_Trecho do texto:_
******
A implementação de políticas sobre a economia em geral, mas também em outras áreas, como na saúde pública, devem passar por avaliação de impacto, ou seja, verificar se funcionam, para quem e em quais contextos. Portanto, a escolha de políticas públicas deve ser baseada em evidências. 

Nem sempre tais avaliações são realizadas. Mais que isso, as intervenções muitas vezes geram consequências não intencionais, ou seja, as maneiras pelas quais as intervenções podem ter impactos positivos de transbordamento (spillover effect) ou negativos não planejados por aqueles que as implementam. Isso não é desconhecido na área médica. Quando fazemos a leitura da bula de um remédio, uma seção importante trata dos efeitos colaterais dos fármacos (“side effects”).

Tal como lembrei em artigo anterior, durante o período mais severo da pandemia da Covid-19, governos utilizaram as chamadas “políticas não farmacêuticas” (de higiene, de distanciamento social e, no limite, lockdown). O objetivo das políticas era achatar a curva epidêmica via redução de mobilidade e interação entre as pessoas.
O fato é que as políticas de restrição na pandemia apresentaram diversos efeitos de transbordamento.

Exemplos de efeitos encontrados pela literatura internacional: elevação de desemprego, queda de consumo, redução de renda real e vulnerabilidade social; redução na poluição; redução do efeito mando de campo no futebol; elevação de curto e médio prazos sobre a volatilidade no retorno de ativos nas bolsas de valores; redução da atividade econômica em diversos setores como turismo, restaurantes, serviços em geral; estímulos fiscais; elevação de inflação; redução da mobilidade; elevação da demanda por trabalho remoto em alguns locais e setores; redução da criminalidade em geral, mas elevação da violência domésticas em alguns locais.

Vale notar especificamente os efeitos sobre a criminalidade. Um artigo interessante publicado na revista “Crime Science”, por Halford, Dixon, Farrell, Melleson e Tilley, em 2020, sugere que a teoria criminológica de mobilidade, possível de ser relacionada à literatura econômica, contribuiu para explicar quedas observadas nas taxas de crime.
******
_Trechos dos registros:_
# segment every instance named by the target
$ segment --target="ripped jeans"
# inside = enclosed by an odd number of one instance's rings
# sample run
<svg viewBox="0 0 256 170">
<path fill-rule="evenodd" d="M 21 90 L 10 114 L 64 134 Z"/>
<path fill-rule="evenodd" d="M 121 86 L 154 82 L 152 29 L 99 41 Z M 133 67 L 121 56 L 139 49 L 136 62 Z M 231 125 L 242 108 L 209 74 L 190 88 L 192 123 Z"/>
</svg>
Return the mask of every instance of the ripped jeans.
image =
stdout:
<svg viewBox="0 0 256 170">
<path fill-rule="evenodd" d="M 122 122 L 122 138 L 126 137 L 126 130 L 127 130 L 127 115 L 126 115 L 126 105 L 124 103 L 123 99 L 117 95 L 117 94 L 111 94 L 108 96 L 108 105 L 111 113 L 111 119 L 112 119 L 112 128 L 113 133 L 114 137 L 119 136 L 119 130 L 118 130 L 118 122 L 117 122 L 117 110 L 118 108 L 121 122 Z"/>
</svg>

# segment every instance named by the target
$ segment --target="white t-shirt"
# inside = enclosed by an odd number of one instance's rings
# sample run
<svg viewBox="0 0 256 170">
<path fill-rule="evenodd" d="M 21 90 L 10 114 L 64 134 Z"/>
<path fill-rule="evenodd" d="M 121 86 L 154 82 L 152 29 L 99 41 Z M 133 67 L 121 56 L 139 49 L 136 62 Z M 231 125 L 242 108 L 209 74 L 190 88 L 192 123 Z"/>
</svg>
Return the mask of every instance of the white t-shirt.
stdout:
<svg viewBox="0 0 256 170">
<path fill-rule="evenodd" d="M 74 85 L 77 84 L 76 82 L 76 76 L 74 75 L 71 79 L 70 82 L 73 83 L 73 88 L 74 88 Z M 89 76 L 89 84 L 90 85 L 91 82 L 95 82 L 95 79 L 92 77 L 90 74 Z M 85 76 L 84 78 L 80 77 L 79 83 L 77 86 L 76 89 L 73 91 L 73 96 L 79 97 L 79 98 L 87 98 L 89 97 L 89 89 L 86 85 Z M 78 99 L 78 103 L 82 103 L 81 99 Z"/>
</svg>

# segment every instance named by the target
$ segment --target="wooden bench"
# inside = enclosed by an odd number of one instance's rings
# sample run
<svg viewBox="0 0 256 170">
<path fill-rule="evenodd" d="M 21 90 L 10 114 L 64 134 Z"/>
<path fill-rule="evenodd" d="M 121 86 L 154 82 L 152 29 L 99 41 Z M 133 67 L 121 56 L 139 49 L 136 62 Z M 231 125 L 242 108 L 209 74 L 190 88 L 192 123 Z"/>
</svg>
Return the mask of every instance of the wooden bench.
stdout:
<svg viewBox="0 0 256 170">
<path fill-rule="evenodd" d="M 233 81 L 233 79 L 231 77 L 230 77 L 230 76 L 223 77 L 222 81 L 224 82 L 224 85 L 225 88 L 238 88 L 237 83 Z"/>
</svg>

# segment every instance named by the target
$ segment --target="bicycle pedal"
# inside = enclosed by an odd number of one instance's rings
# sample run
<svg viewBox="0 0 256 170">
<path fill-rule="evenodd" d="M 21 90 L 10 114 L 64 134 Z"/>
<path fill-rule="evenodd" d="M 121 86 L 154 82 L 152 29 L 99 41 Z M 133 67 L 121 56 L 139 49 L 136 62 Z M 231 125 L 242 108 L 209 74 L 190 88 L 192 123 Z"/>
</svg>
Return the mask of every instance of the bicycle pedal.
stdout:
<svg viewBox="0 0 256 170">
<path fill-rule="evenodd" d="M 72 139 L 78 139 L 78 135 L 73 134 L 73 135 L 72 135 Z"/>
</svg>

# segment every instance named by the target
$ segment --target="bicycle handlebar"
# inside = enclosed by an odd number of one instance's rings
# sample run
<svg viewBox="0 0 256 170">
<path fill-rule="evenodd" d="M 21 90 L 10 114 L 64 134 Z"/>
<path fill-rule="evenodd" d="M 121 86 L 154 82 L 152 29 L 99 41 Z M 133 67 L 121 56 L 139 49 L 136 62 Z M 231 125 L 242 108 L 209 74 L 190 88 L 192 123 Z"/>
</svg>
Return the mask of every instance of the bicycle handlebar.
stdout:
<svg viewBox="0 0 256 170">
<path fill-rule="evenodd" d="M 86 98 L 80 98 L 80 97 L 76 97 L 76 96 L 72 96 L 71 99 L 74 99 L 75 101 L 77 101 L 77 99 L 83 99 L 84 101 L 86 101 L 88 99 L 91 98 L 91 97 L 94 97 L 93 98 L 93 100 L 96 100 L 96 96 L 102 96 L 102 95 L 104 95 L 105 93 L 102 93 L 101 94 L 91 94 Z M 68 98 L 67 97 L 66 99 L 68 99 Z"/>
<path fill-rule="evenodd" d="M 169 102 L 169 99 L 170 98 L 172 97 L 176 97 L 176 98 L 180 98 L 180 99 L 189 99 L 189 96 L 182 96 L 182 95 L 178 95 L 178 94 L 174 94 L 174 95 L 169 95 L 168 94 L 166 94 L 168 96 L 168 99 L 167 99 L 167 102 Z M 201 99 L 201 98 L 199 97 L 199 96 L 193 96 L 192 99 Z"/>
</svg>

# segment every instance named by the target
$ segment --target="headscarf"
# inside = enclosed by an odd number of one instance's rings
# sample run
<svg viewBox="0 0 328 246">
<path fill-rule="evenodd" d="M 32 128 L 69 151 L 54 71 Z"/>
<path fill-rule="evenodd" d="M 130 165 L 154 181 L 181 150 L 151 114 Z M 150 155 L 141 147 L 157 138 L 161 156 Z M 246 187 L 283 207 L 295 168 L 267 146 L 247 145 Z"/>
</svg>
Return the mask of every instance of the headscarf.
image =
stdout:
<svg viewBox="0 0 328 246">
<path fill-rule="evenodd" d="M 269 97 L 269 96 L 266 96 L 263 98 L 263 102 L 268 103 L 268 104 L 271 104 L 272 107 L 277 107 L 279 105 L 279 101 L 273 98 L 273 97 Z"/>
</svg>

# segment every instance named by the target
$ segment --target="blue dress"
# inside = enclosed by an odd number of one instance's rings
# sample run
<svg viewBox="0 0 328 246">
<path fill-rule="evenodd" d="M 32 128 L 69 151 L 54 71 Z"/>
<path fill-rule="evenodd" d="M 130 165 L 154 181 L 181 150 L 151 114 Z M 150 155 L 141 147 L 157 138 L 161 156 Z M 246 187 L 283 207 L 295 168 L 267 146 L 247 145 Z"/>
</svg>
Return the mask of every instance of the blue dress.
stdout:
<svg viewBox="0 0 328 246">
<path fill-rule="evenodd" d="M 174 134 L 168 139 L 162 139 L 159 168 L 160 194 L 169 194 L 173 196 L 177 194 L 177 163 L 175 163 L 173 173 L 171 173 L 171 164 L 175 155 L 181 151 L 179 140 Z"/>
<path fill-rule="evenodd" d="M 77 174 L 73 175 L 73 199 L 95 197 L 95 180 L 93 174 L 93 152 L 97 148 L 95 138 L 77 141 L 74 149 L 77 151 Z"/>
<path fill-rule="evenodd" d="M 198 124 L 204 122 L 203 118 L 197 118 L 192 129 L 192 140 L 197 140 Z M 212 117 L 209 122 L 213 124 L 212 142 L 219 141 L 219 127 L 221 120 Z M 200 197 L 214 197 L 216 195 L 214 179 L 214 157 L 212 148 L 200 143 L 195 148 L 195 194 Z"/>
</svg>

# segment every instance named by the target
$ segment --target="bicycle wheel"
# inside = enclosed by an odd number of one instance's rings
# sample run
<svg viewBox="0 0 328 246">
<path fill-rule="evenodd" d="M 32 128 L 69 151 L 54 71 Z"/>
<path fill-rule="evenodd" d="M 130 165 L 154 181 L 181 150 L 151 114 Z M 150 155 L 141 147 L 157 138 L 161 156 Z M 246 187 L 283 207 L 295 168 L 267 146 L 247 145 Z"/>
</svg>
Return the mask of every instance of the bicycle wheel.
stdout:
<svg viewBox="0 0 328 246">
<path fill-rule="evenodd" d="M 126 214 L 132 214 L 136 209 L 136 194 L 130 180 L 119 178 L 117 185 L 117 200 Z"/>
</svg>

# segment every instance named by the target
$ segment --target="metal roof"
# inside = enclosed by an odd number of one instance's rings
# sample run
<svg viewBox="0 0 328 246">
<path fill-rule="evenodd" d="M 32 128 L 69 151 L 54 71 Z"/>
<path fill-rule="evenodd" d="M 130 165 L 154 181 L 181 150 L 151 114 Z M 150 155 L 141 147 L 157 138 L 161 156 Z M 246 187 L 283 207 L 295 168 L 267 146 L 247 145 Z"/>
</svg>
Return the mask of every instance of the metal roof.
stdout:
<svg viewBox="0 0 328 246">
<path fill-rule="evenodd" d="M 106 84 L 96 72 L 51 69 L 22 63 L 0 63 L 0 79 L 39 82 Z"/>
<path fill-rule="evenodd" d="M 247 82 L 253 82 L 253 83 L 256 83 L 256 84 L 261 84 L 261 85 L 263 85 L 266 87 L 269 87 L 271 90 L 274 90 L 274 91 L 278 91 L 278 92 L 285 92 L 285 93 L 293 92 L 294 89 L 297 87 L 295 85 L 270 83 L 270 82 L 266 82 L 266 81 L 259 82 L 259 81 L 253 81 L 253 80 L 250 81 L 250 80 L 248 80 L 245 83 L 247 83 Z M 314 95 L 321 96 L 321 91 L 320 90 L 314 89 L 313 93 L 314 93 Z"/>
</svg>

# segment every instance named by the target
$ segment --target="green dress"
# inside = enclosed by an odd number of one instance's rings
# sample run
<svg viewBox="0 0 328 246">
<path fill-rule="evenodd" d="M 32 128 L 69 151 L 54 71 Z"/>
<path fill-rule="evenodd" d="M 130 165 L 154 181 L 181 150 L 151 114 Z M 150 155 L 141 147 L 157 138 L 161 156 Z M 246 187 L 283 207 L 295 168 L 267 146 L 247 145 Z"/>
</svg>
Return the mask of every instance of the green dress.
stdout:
******
_Aplicando a leitura:_
(1) Por favor, reescreva o trecho do texto começando em "Tal como lembrei" e indo até "efeitos de transbordamento.", trocando "pandemia" por "crise sanitária".
(2) De acordo com o trecho do texto, qual era o objetivo das políticas não farmacêuticas adotadas pelos governos durante a pandemia da Covid-19?

_Resultados esperados:_
(1)
Tal como lembrei em artigo anterior, durante o período mais severo da crise sanitária da Covid-19, governos utilizaram as chamadas “políticas não farmacêuticas” (de higiene, de distanciamento social e, no limite, lockdown). O objetivo das políticas era achatar a curva epidêmica via redução de mobilidade e interação entre as pessoas.
O fato é que as políticas de restrição na crise sanitária apresentaram diversos efeitos de transbordamento.

(2) Achatar a curva epidêmica, reduzindo a mobilidade e a interação entre as pessoas.